Work to complete.
Transcribe the entire listing exactly.

Input data.
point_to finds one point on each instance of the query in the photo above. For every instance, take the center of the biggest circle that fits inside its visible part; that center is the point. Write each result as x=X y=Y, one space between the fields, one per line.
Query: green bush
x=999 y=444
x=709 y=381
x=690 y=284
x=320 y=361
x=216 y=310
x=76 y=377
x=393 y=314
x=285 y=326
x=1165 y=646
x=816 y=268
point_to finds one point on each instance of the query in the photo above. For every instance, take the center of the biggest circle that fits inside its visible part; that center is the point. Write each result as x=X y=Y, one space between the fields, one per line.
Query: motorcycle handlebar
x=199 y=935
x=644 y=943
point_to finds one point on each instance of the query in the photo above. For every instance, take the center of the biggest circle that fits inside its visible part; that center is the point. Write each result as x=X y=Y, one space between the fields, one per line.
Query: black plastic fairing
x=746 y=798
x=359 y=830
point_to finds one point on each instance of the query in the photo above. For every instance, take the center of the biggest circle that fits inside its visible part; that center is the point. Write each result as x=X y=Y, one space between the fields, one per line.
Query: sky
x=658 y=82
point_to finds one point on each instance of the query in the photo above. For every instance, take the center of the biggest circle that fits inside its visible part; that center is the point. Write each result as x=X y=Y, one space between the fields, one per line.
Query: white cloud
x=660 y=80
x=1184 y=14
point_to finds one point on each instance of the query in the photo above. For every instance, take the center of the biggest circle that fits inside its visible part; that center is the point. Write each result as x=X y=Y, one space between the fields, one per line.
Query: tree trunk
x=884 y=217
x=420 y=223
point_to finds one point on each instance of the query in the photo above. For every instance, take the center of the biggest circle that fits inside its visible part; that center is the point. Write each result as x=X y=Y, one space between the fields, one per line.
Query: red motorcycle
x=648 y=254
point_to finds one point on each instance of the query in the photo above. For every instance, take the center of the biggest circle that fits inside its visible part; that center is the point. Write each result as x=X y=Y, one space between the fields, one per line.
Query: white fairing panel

Written solution.
point_to finds one point on each instance of the query in the photo above. For every instance, take the center of the biggest circle that fits inside its visible part; that center is the point. Write each result as x=X y=Y, one space between the fields, one per line.
Query: green bush
x=999 y=444
x=709 y=381
x=690 y=284
x=320 y=361
x=216 y=310
x=76 y=377
x=393 y=314
x=285 y=326
x=1165 y=646
x=816 y=268
point_to finds one point on each instance of the query in the photo above. For every instance, take the center of the biggest circle that fits inside its visible part; that center is the point. Write each result as x=X y=Y, one space between the fields, one per line.
Query: motorcycle handlebar
x=199 y=935
x=644 y=943
point_to finds one point on each instance of the query in the photo above. For every instance, take the center of the biggest circle that fits inside its visible part; that center is the point. Write each result as x=X y=Y, one space between the fields, one per line.
Query: black plastic fairing
x=746 y=798
x=359 y=830
point_to finds one point on each instance of the query in the photo above. For every instance, take the center of the biggest circle that fits inside its visible part; that center is the point. Write each result as x=X y=Y, one space between the fields, one per line.
Query: sky
x=658 y=82
point_to finds one point on each instance of the query in the photo above. For every instance, take the center of the biggest circle that fits inside its visible part; that center is the point. Write each result as x=X y=Y, one space between the fields, one per line.
Query: white cloud
x=660 y=80
x=1184 y=14
point_to finds one point on each instance of the query in the photo above. For every instance, take the center of the biggest circle that fits inside its visible part; that center is the point. Write each result as x=X y=Y, one space between the fields, one per line.
Query: tree trunk
x=884 y=217
x=420 y=223
point_to finds one point on each instance of the query in the photo above. For every instance, take the center of the biggest circle that fits inside its visible part; that center is the point. Write each result as x=X y=Y, one space between the fields, one per line.
Query: red motorcycle
x=648 y=254
point_to finds one point on each instance of the query in the photo above. For every instance, take the center of the biggest circle that fits inside its visible part; that center is the point. Write each result as x=X y=Y, one space between the fields, one per line.
Query: white fairing panel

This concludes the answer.